-- start of DATA SHOWN --

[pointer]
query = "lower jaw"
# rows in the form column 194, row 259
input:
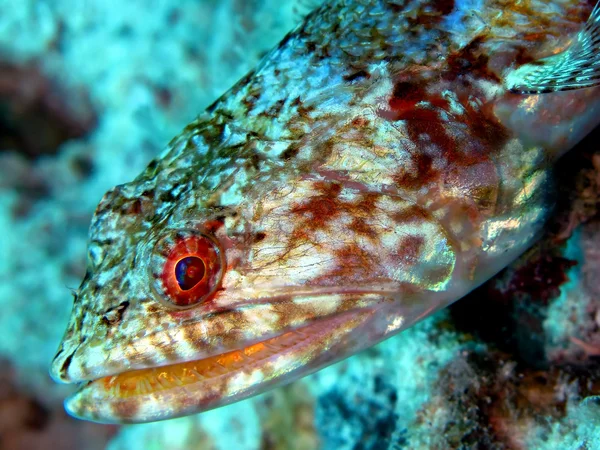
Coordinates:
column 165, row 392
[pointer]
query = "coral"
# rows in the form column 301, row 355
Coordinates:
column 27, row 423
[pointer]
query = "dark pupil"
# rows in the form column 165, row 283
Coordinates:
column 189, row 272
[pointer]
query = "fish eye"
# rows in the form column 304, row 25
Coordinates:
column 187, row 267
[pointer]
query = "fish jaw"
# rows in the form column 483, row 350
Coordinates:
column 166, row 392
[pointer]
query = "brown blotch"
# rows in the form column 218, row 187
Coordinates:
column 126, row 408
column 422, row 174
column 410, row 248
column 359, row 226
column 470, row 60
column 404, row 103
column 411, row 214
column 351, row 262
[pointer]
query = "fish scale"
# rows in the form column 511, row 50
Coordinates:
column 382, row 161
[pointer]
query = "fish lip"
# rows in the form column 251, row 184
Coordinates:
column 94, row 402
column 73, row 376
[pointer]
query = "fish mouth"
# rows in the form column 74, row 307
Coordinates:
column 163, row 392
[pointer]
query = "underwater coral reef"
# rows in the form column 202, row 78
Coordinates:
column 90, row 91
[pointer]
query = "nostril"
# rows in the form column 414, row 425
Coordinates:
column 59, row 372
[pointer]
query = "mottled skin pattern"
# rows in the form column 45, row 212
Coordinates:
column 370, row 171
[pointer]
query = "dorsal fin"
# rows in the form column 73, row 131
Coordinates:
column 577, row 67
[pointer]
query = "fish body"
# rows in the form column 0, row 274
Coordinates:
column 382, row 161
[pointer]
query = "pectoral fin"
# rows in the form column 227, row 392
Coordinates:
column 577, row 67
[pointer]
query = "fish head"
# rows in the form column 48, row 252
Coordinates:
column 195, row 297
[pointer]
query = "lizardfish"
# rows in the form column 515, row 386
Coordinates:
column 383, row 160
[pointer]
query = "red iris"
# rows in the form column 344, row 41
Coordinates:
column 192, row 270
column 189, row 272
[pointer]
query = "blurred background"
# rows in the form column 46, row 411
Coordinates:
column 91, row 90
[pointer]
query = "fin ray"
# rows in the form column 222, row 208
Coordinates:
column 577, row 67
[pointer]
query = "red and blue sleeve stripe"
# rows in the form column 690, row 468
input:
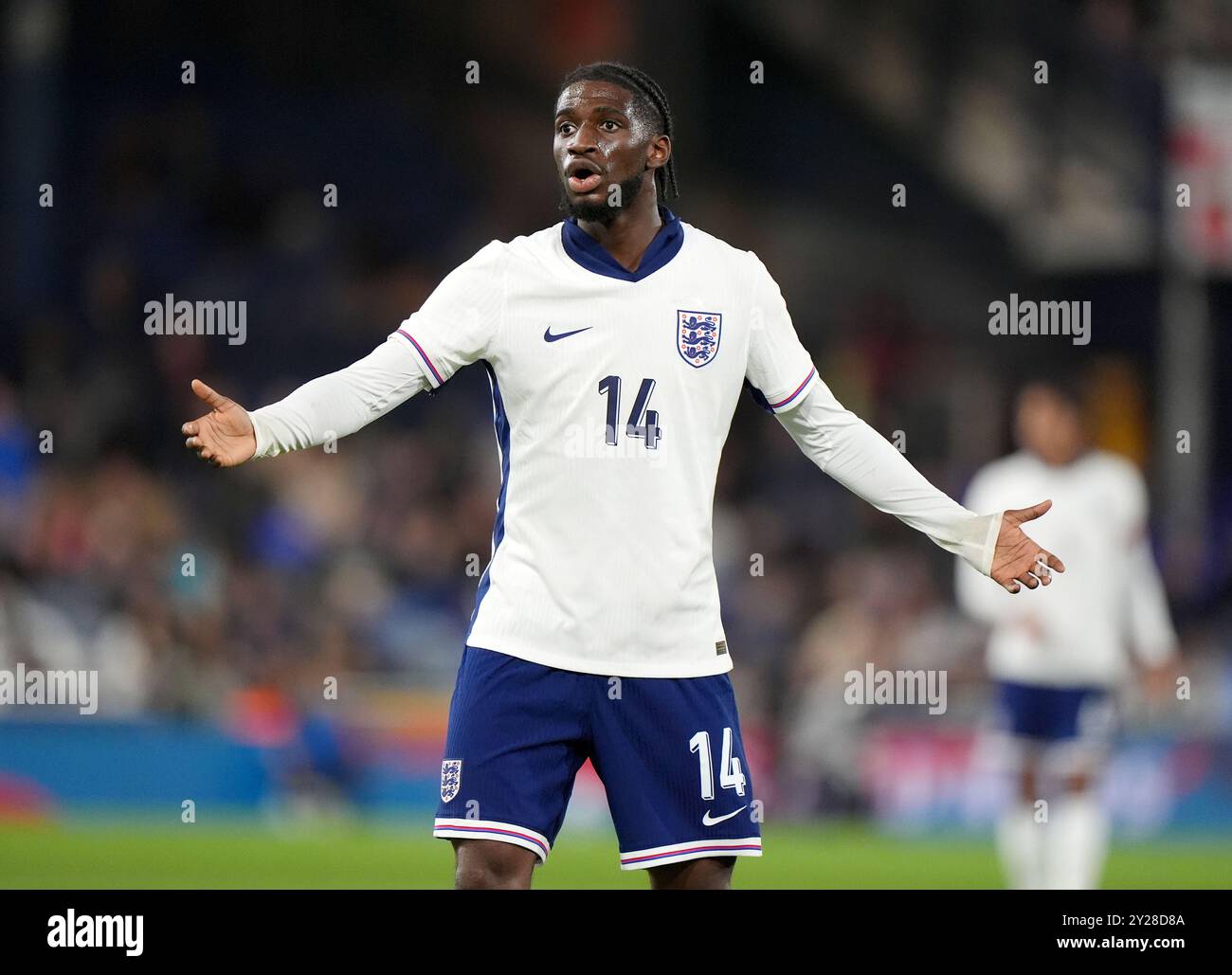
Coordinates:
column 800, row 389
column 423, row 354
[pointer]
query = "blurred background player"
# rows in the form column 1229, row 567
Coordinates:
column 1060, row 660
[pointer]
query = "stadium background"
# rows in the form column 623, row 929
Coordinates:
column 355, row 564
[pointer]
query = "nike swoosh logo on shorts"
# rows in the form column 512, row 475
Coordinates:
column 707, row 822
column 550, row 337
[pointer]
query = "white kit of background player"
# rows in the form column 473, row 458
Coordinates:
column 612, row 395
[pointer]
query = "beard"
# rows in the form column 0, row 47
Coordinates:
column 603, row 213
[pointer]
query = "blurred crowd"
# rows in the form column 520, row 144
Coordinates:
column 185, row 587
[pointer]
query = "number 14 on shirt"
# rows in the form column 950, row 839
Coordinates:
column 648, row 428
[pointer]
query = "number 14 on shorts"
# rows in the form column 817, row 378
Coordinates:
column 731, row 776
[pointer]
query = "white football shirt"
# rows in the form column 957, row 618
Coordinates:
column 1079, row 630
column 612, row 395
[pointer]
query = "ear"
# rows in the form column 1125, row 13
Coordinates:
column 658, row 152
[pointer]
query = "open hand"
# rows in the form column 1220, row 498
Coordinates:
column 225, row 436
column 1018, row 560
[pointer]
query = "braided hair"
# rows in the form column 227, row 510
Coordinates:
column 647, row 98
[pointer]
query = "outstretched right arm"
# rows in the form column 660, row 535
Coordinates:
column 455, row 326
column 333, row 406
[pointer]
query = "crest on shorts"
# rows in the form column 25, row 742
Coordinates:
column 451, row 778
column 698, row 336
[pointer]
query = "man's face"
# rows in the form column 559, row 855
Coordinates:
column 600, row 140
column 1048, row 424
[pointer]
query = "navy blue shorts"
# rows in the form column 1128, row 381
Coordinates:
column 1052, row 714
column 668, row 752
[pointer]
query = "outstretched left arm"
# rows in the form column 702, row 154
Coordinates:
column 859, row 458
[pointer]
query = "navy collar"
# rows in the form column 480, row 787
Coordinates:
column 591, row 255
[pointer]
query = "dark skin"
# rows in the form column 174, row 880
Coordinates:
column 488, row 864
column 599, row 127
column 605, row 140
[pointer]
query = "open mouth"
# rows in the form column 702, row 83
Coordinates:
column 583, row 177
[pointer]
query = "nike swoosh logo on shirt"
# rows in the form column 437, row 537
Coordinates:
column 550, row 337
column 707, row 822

-- end of DATA SHOWN --

**EXERCISE REQUIREMENTS**
Write out each line of the data exactly; the images should be left out.

**WRITTEN SOLUTION**
[pointer]
query = "lower jaw"
# rows in the form column 194, row 259
input:
Coordinates:
column 165, row 392
[pointer]
query = "coral"
# rows in the form column 301, row 355
Coordinates:
column 27, row 423
[pointer]
query = "dark pupil"
# rows in the form column 165, row 283
Coordinates:
column 189, row 272
[pointer]
query = "fish eye"
# rows in the form column 304, row 25
Coordinates:
column 187, row 267
[pointer]
query = "fish jaw"
# rows in the form column 483, row 350
Coordinates:
column 166, row 392
[pointer]
query = "brown blotch"
# rows in the form column 218, row 187
Coordinates:
column 126, row 408
column 422, row 174
column 410, row 248
column 359, row 226
column 470, row 60
column 404, row 103
column 411, row 214
column 351, row 262
[pointer]
query = "fish scale"
# rows in the form column 511, row 50
Coordinates:
column 382, row 161
[pointer]
query = "fish lip"
# rows in the form column 251, row 184
Coordinates:
column 94, row 402
column 73, row 376
[pointer]
query = "fish mouth"
# rows in the form column 74, row 307
Coordinates:
column 163, row 392
[pointer]
query = "underwater coral reef"
# rows in the form column 202, row 78
Coordinates:
column 90, row 91
[pointer]
query = "nostril"
# rows in the form column 414, row 425
Coordinates:
column 59, row 372
[pointer]
query = "mottled skin pattern"
# rows in the form column 45, row 212
Coordinates:
column 370, row 171
[pointer]
query = "dorsal fin"
# rows in the form column 73, row 131
Coordinates:
column 577, row 67
[pointer]
query = "fish body"
# rows in the form column 0, row 274
Coordinates:
column 382, row 161
[pointer]
query = "pectoral fin"
# rows in the form column 227, row 392
Coordinates:
column 577, row 67
[pointer]
query = "fish head"
# rows in the form column 48, row 252
Coordinates:
column 195, row 297
[pointer]
query = "lizardfish"
# rows in the form column 515, row 386
Coordinates:
column 383, row 160
[pointer]
query = "red iris"
# rows in the form column 344, row 41
Coordinates:
column 192, row 270
column 189, row 272
[pointer]
query = "blurred background"
# rows in the form column 46, row 411
Coordinates:
column 91, row 90
[pointer]
query = "fin ray"
# rows in the form column 222, row 208
Coordinates:
column 577, row 67
[pointer]
query = "red and blue sleeve stripe"
# rows in the form column 690, row 468
input:
Coordinates:
column 800, row 389
column 423, row 354
[pointer]
query = "blurred background player"
# rows in the form column 1229, row 567
Coordinates:
column 1060, row 660
[pointer]
query = "stadium background"
# rows in the form column 623, row 929
Coordinates:
column 355, row 564
[pointer]
query = "nike swoosh logo on shorts"
# rows in the form column 512, row 475
Coordinates:
column 707, row 822
column 550, row 337
[pointer]
query = "white kit of background player"
# rows in the form column 473, row 458
Coordinates:
column 612, row 395
[pointer]
query = "beard"
# rows in the form column 0, row 47
Coordinates:
column 603, row 213
[pointer]
query = "blurred crowd"
# rows in the form column 520, row 144
Coordinates:
column 185, row 587
[pointer]
query = "number 14 on shirt"
# rows in the form column 950, row 839
Coordinates:
column 648, row 428
[pointer]
query = "number 14 on shorts"
# rows in the form column 817, row 378
Coordinates:
column 731, row 776
[pointer]
query = "white football shirt"
# rows in the form column 957, row 618
Coordinates:
column 1079, row 630
column 612, row 395
[pointer]
query = "ear"
# rows in the form column 1125, row 13
Coordinates:
column 658, row 152
[pointer]
query = "open hand"
# rows in the form column 1220, row 498
Coordinates:
column 225, row 436
column 1018, row 560
[pointer]
query = "braided hair"
# rows in the form column 227, row 510
Coordinates:
column 647, row 98
[pointer]
query = "outstretched right arm"
# rows in the form column 660, row 535
Coordinates:
column 455, row 326
column 333, row 406
[pointer]
query = "crest on shorts"
# rows in the form column 25, row 742
Coordinates:
column 451, row 778
column 698, row 336
[pointer]
query = "man's face"
# rows in the form column 559, row 855
Coordinates:
column 600, row 140
column 1048, row 424
[pointer]
query = "navy blue shorts"
# rows in the form column 1128, row 381
Coordinates:
column 1052, row 714
column 668, row 752
[pointer]
query = "outstretched left arm"
# rows in the form column 702, row 154
Coordinates:
column 859, row 458
[pointer]
query = "navy collar"
# rows in the form column 480, row 787
Coordinates:
column 591, row 255
[pointer]
query = "dark skin"
# rows in the form column 174, row 880
Coordinates:
column 488, row 864
column 599, row 127
column 605, row 140
[pointer]
query = "open mouth"
# rows in the form column 702, row 83
Coordinates:
column 583, row 177
[pointer]
query = "nike swoosh logo on shirt"
# rows in the form column 437, row 537
Coordinates:
column 550, row 337
column 707, row 822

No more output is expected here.